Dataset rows
++++

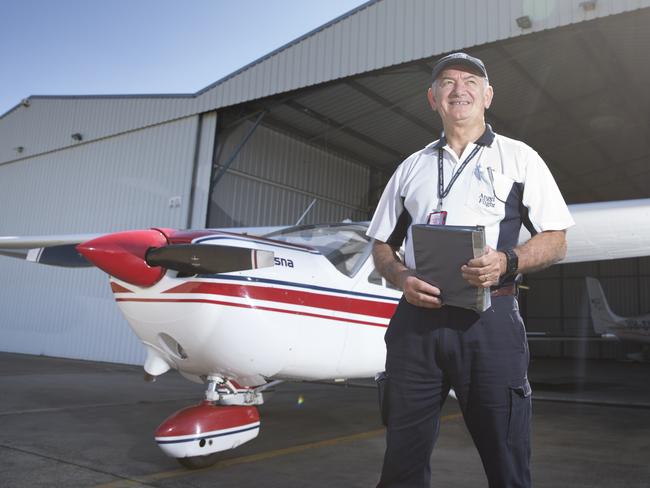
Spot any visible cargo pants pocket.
[375,371,390,427]
[508,379,532,445]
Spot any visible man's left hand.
[460,246,507,288]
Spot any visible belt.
[490,284,517,297]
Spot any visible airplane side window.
[265,223,370,276]
[368,268,400,291]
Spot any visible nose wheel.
[155,378,278,469]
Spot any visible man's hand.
[460,246,507,288]
[400,269,442,308]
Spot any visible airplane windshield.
[264,223,370,276]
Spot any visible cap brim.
[432,58,487,80]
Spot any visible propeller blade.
[146,244,274,275]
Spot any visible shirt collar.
[431,124,495,149]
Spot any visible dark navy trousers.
[378,296,531,488]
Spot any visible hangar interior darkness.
[208,9,650,358]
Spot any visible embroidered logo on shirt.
[478,193,496,208]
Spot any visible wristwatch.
[501,249,519,276]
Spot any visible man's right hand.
[400,269,442,308]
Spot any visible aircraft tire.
[176,452,220,469]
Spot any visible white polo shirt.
[367,125,574,268]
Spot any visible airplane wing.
[519,198,650,263]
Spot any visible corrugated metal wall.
[196,0,650,107]
[208,119,370,227]
[522,257,650,359]
[0,95,205,164]
[0,114,208,363]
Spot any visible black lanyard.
[437,144,482,211]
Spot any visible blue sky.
[0,0,366,114]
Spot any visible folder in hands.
[411,225,491,312]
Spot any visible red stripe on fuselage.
[164,281,396,319]
[115,298,388,327]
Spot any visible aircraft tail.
[585,277,621,334]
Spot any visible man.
[368,53,573,488]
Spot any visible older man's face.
[427,66,493,123]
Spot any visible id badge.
[427,210,447,225]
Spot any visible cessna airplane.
[0,199,650,468]
[585,277,650,344]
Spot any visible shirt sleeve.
[366,164,411,247]
[522,148,575,233]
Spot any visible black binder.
[411,225,491,312]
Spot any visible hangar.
[0,0,650,363]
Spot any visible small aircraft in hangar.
[585,276,650,351]
[0,199,650,468]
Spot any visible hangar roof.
[0,0,650,203]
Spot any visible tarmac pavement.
[0,353,650,488]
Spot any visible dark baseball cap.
[431,53,487,81]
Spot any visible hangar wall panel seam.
[208,123,370,227]
[0,0,650,163]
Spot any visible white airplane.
[585,277,650,344]
[0,199,650,468]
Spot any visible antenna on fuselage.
[294,198,318,225]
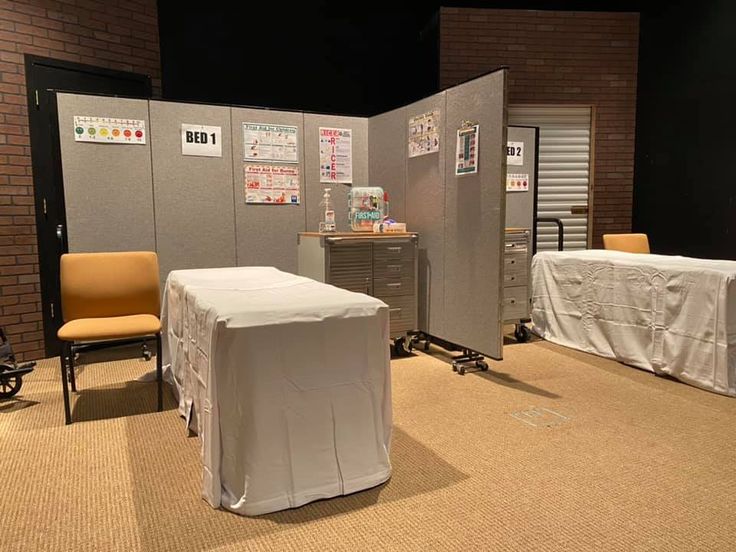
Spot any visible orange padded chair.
[57,251,163,424]
[603,234,649,253]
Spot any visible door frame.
[24,54,153,357]
[509,102,598,249]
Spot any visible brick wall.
[0,0,161,359]
[440,8,639,247]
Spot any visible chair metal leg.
[156,333,164,412]
[68,343,77,393]
[59,343,72,425]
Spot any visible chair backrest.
[61,251,161,322]
[603,234,649,253]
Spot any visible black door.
[25,55,151,356]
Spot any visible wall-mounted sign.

++++

Copy out the material above with "Mark every visible" substituted for each "Spot any visible", keeping everything else unchanged and leaving out the pictures.

Mark every visible cargo pants pocket.
[375,371,390,427]
[508,379,532,445]
Mark every visible man's left hand.
[460,246,507,288]
Mark every visible belt.
[490,284,517,297]
Mark every visible airplane side window.
[265,223,370,276]
[368,268,400,291]
Mark every visible nose wheel.
[155,378,278,469]
Mark every visible man's hand.
[460,246,507,288]
[400,269,442,308]
Mark every visible airplane windshield.
[264,223,370,276]
Mark every visible cap brim.
[432,58,487,80]
Mark every visible propeller blade.
[146,244,274,275]
Mark every visible shirt collar.
[431,124,495,149]
Mark every visible dark navy trousers.
[378,296,531,488]
Mark every visible hangar interior darkness.
[208,9,650,358]
Mark every visible embroidered logo on shirt.
[478,193,496,208]
Mark every visible wristwatch.
[501,249,519,276]
Mark every visible man's right hand.
[400,269,442,308]
Mark every visible aircraft tire.
[176,452,220,469]
Mark every visible white polo shirt.
[367,125,574,268]
Mark every visible airplane wing.
[519,198,650,263]
Mark every visible corrugated metal wall.
[196,0,650,107]
[208,119,370,227]
[522,257,650,359]
[0,95,205,164]
[0,114,208,363]
Mark every visible black lanyard.
[437,144,482,211]
Mark every visible blue sky.
[0,0,366,114]
Mark every visible folder in hands.
[411,225,491,312]
Mark every visible red stripe on fuselage.
[164,281,396,319]
[115,298,388,327]
Mark every visible aircraft tail.
[585,277,621,334]
Mark every visible man.
[368,53,573,488]
Mark every visible older man's face.
[427,66,493,123]
Mark every visible id badge.
[427,210,447,225]
Mark every visible cessna airplane.
[0,199,650,468]
[585,277,650,344]
Mark every visible shirt sleeve.
[366,164,411,247]
[522,148,575,233]
Mark every visible black binder.
[411,225,491,312]
Mark every visible hangar.
[0,0,650,363]
Mark every visible small aircraft in hangar.
[585,276,650,351]
[0,199,650,468]
Mark every visible hangar roof.
[0,0,650,203]
Mark every visible tarmac pavement.
[0,353,650,488]
Mark every visible dark baseball cap.
[431,53,487,81]
Mark every visible hangar wall panel seam.
[208,123,370,227]
[0,0,650,163]
Mark every visible white airplane.
[585,277,650,344]
[0,199,650,468]
Mark every visible antenna on fuselage.
[294,198,318,225]
Mark every visible orange padded chair.
[57,251,163,424]
[603,234,649,253]
Mark every visible door frame.
[24,54,153,357]
[509,102,598,249]
Mark every visible brick wall.
[0,0,161,359]
[440,8,639,247]
Mark every visible chair metal leg.
[156,333,164,412]
[68,343,77,393]
[59,343,72,425]
Mark every visible chair backrest.
[61,251,161,322]
[603,234,649,253]
Mark every visible black door.
[25,55,151,356]
Mark every visible wall-mounted sign.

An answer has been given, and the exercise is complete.